Items from a data source

----------

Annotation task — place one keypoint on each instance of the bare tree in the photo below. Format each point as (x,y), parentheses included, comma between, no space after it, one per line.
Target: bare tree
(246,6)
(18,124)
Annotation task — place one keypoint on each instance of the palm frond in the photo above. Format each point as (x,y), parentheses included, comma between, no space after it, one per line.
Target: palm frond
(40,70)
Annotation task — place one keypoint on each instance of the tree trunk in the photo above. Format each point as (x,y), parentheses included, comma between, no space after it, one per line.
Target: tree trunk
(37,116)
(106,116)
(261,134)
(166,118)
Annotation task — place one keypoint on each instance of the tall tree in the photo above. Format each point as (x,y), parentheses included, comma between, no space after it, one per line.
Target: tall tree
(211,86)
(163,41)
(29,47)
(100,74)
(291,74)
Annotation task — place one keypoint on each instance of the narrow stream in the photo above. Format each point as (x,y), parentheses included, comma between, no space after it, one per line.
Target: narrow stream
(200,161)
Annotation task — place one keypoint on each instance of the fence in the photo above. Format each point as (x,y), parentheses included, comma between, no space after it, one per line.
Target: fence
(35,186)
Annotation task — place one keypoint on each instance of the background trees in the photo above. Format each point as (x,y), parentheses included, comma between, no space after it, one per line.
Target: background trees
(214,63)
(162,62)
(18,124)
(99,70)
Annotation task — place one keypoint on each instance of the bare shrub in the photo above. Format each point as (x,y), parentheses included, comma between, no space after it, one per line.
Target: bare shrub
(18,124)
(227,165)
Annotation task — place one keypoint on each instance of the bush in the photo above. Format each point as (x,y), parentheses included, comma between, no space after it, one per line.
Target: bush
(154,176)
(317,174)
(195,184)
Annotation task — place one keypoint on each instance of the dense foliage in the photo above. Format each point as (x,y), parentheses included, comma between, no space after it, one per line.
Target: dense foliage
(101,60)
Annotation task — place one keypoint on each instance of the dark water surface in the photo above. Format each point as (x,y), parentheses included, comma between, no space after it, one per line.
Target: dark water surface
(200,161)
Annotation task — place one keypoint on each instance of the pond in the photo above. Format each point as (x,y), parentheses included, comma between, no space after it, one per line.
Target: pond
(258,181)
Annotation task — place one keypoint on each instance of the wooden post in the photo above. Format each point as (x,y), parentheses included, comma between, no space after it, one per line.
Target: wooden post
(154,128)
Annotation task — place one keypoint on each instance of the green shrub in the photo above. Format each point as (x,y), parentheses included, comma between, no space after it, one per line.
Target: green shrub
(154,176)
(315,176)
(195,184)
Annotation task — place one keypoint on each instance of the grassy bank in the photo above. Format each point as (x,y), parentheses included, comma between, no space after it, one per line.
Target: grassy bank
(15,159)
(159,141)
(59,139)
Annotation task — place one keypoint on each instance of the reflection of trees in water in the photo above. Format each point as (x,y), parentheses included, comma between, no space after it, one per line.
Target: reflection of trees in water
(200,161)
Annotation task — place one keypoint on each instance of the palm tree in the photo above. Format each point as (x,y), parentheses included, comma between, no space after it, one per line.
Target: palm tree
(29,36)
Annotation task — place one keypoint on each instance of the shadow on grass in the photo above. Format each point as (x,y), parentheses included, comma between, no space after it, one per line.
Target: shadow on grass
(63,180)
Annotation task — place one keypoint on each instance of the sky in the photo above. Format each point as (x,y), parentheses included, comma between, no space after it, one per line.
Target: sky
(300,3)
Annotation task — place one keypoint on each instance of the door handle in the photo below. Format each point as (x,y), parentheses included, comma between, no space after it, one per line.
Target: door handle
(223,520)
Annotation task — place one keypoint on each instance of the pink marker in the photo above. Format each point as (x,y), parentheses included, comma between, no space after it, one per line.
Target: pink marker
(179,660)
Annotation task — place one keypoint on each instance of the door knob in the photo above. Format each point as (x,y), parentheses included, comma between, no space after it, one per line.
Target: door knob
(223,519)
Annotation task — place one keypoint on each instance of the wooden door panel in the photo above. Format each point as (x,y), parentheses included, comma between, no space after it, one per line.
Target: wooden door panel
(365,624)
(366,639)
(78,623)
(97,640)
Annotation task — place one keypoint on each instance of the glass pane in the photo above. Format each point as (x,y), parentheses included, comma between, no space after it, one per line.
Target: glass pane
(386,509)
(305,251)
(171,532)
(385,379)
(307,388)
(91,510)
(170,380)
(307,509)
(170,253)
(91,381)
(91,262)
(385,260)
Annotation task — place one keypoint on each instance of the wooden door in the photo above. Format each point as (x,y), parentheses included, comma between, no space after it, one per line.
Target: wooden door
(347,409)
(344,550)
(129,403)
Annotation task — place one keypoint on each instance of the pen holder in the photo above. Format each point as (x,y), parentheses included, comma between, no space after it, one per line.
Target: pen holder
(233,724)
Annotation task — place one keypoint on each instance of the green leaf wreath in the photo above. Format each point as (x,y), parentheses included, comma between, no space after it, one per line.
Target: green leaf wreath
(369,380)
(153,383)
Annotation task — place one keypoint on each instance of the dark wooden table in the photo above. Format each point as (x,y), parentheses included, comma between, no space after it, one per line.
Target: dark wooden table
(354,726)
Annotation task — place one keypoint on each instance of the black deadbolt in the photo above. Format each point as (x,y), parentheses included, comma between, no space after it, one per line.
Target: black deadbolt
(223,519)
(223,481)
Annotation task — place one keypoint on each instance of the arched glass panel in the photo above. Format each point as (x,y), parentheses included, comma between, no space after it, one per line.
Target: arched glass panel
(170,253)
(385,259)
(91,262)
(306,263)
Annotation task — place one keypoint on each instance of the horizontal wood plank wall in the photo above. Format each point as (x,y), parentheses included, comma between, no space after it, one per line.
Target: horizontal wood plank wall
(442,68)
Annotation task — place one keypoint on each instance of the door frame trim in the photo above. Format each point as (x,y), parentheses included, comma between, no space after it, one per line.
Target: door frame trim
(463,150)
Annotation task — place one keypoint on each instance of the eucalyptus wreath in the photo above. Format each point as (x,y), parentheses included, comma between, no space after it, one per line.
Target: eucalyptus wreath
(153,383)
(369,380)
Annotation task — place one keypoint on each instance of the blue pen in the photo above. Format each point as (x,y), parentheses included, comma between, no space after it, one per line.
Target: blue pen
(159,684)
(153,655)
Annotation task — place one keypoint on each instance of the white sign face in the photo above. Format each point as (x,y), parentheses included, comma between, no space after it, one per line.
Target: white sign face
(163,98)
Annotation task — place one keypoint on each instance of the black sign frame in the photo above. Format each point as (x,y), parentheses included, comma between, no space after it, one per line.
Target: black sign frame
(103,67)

----------

> **Problem statement**
Check the records above and copy each line that has the string "below".

> **Expected output**
Annotation task — place one keypoint on each instance of the bare tree in the photo below. Format each point as (x,y), parentheses included, comma between, no space after it, one per line.
Annotation task — place one keypoint on each instance of the door handle in the photo below. Format each point as (x,y), parentheses included, comma between, no space after it, one per line.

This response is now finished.